__Pointing and labeling entries__:
— begin —

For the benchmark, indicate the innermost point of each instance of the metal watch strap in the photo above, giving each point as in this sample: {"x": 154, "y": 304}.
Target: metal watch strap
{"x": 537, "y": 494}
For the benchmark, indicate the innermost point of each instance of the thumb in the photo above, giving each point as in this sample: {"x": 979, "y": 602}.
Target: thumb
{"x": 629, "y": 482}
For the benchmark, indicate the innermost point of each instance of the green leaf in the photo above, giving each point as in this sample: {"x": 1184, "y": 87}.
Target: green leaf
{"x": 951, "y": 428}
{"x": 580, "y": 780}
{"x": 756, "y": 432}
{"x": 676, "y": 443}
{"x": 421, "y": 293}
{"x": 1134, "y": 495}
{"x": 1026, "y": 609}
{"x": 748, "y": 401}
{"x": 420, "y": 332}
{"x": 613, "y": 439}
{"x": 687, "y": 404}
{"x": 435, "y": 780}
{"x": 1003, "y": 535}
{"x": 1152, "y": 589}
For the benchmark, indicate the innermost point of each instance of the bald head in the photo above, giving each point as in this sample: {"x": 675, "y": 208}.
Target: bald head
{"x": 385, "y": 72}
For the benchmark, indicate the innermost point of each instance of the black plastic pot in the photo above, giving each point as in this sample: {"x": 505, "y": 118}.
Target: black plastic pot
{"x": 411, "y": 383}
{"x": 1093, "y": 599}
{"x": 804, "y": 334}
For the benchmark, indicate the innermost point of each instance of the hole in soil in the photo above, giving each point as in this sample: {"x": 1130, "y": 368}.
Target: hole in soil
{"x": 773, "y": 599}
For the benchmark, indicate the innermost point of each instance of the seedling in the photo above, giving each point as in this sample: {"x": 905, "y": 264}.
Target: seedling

— end —

__The exercise__: Output every line of the material above, unchanged from start to finish.

__Answer to this exercise__:
For the benchmark, indicate the innermost point of each instance of the metal watch strap in the photo above, giving each point as in this sample: {"x": 154, "y": 304}.
Target: metal watch strap
{"x": 537, "y": 494}
For the benchmark, indicate the innermost point of each instance of the thumb in the photo above, giving each point as in this sample: {"x": 979, "y": 602}.
Target: thumb
{"x": 629, "y": 482}
For the benchmark, indicate the innermost point of each instance of the green leaf in the photo above, giving each point as in this sample: {"x": 1184, "y": 87}.
Target: green leaf
{"x": 951, "y": 428}
{"x": 580, "y": 780}
{"x": 756, "y": 432}
{"x": 676, "y": 443}
{"x": 421, "y": 293}
{"x": 1134, "y": 495}
{"x": 1026, "y": 609}
{"x": 748, "y": 401}
{"x": 420, "y": 332}
{"x": 613, "y": 439}
{"x": 687, "y": 404}
{"x": 435, "y": 780}
{"x": 1003, "y": 535}
{"x": 1152, "y": 589}
For the benchmark, indicate the innermost point of each instance of the bald head in the photo above, giving each point as in this sample: {"x": 675, "y": 208}.
Target: bald head
{"x": 385, "y": 72}
For the benchmark, indicate the innermost point of each instance of the black plastic pot in the photo above, giving each point as in this sample: {"x": 505, "y": 118}.
Target: black plastic pot
{"x": 411, "y": 383}
{"x": 1093, "y": 599}
{"x": 804, "y": 334}
For the benchmark, indicate the innermost point of each instance of the hole in soil in the photo above, giving each point as in this sample: {"x": 1130, "y": 368}.
Target: hole in soil
{"x": 773, "y": 599}
For the benchmark, indicate the innermost point of each instance of the seedling in the photo above, giving each point as in this sample: {"x": 905, "y": 264}.
Target: seedling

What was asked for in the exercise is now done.